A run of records
┄┄┄┄┄┄┄┄┄┄

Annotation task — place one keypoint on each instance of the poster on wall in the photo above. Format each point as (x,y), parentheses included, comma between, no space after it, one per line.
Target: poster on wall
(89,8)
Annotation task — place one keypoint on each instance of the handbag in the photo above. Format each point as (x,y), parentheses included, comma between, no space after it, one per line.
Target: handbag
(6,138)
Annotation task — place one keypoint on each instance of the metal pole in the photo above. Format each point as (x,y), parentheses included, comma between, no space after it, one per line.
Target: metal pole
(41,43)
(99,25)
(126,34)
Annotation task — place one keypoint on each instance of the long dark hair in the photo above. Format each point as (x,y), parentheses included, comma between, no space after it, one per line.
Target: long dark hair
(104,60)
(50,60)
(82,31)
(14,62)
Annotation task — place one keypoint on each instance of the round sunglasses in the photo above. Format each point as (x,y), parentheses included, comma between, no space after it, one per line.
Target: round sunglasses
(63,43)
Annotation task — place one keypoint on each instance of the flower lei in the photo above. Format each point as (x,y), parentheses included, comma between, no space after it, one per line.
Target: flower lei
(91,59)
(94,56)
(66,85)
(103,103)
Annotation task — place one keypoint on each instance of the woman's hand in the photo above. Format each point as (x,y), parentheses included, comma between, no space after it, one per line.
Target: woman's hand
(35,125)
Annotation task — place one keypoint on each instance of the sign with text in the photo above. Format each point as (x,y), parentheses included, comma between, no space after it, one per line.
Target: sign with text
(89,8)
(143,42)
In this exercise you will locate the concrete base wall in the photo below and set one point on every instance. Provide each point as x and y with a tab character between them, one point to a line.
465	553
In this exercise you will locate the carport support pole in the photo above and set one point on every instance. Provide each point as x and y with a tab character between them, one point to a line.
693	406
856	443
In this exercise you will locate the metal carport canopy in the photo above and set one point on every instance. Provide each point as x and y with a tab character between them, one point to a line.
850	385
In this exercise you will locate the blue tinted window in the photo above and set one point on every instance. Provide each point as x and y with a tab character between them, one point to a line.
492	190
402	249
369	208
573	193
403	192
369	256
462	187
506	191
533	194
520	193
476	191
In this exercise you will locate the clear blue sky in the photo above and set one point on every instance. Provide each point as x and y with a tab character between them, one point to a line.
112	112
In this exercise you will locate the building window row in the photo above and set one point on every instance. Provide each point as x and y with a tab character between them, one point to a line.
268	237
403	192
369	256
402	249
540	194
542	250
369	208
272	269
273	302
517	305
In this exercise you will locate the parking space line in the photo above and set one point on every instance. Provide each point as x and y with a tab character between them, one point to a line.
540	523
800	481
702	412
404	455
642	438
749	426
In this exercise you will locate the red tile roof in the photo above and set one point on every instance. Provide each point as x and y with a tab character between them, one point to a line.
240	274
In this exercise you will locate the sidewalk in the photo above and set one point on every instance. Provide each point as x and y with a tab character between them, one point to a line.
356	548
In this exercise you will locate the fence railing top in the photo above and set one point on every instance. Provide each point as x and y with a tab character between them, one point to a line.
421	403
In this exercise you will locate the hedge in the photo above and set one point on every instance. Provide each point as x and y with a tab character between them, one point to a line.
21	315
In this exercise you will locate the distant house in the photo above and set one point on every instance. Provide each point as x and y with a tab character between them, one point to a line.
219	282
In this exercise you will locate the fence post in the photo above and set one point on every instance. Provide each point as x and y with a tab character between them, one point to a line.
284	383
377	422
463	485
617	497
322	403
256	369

┄┄┄┄┄┄┄┄┄┄

Go through the records and print each one exactly.

= Expected answer =
Annotation task — place one keypoint on each instance of the poster on wall in the photo above. Format each point as (x,y), parentheses included, comma between, no space after it, one per line.
Target: poster on wall
(89,8)
Annotation task — place one keypoint on each instance of the handbag in the photo above. Format each point as (x,y), parentheses included, comma between, no space after it, one per line.
Target: handbag
(6,138)
Annotation task — place one keypoint on each instance of the metal pole in the photo above. Format each point as (x,y), parentheses included, comma between, no space after it, one per line.
Target: metal pole
(41,43)
(99,25)
(126,34)
Annotation task — place one keypoint on each instance of the long dark hair in the photo above. Format each point as (x,y), parentheses included, comma between, no space after it, one per line.
Target: long dark hair
(104,60)
(50,60)
(82,31)
(14,62)
Annotation task — place one keypoint on each instance of the round sunglasses in the photo above. Format each point as (x,y), parentheses included, comma between, no space after it, one per line.
Target: round sunglasses
(63,43)
Annotation task — place one keypoint on each instance of the flower lei in the photo above. Format each point as (x,y), parentheses included, comma between, no space after it, one per line.
Target: flower lei
(91,59)
(94,56)
(66,85)
(103,103)
Annotation task — place one keypoint on each instance of the woman's hand in the photo above. Format each point as (x,y), parentheses included, comma between, no space after it, one per line.
Target: woman's hand
(35,125)
Annotation task — place one keypoint on each instance of the sign with text in the photo above. Format each point as (x,y), parentheses included, comma between, no space after it, one per line.
Target: sign with text
(89,8)
(143,42)
In this exercise you will locate the concrete base wall in the photo below and set one point on every instance. Provide each point as x and y with a tab character between them, one point to a line.
465	553
In this exercise you will locate the carport support pole in the photo above and set one point on every instance. Provide each point as x and y with a tab character between them, one point to a line.
693	406
856	443
In this exercise you will locate the metal carport canopy in the photo above and set one point on every instance. Provide each point as x and y with a tab character between them, one point to a line.
850	385
In this exercise you will locate the blue tinted window in the photo above and set one point on every instance. Provide each point as x and y with a tab character between them, one point to a line.
492	190
402	249
369	208
573	193
403	192
369	256
462	187
506	191
533	194
520	193
476	191
In this exercise you will locate the clear blue sky in the photo above and set one point on every instance. Provide each point as x and y with a tab character between them, one point to a line.
112	112
In this exercise you will locate the building window row in the photo above and set one point on every instance. Provide each point as x and y with a tab character between them, one point to a line.
268	237
403	192
369	256
402	249
540	194
542	250
369	208
272	269
273	302
517	305
In this exercise you will locate the parking space line in the photo above and set one point on every instance. Provide each point as x and y with a tab character between them, one point to a line.
540	523
800	481
702	412
404	455
642	438
749	426
In this exercise you will locate the red tile roof in the photo above and set one point on every instance. Provide each point as x and y with a tab character between them, one point to a line.
240	274
In this exercise you will locate the sidewalk in the photo above and set one point on every instance. Provide each point as x and y with a tab character between them, one point to a line.
356	548
In this exercise you will locate the fence railing top in the photo above and set one point on every instance. Provide each point as x and y with a tab character between them, one point to a line.
421	403
In this exercise you will locate the hedge in the photo above and set one point on every instance. Provide each point as x and y with a tab character between them, one point to a line.
21	315
In this exercise you will locate the distant house in the photo above and set one point on every instance. Provide each point as x and y with a tab character between them, one point to a line.
219	282
In this exercise you will locate the fence post in the photo above and set one point on every instance. Provide each point as x and y with a tab character between them, one point to a line.
284	383
377	422
463	485
617	497
322	403
256	369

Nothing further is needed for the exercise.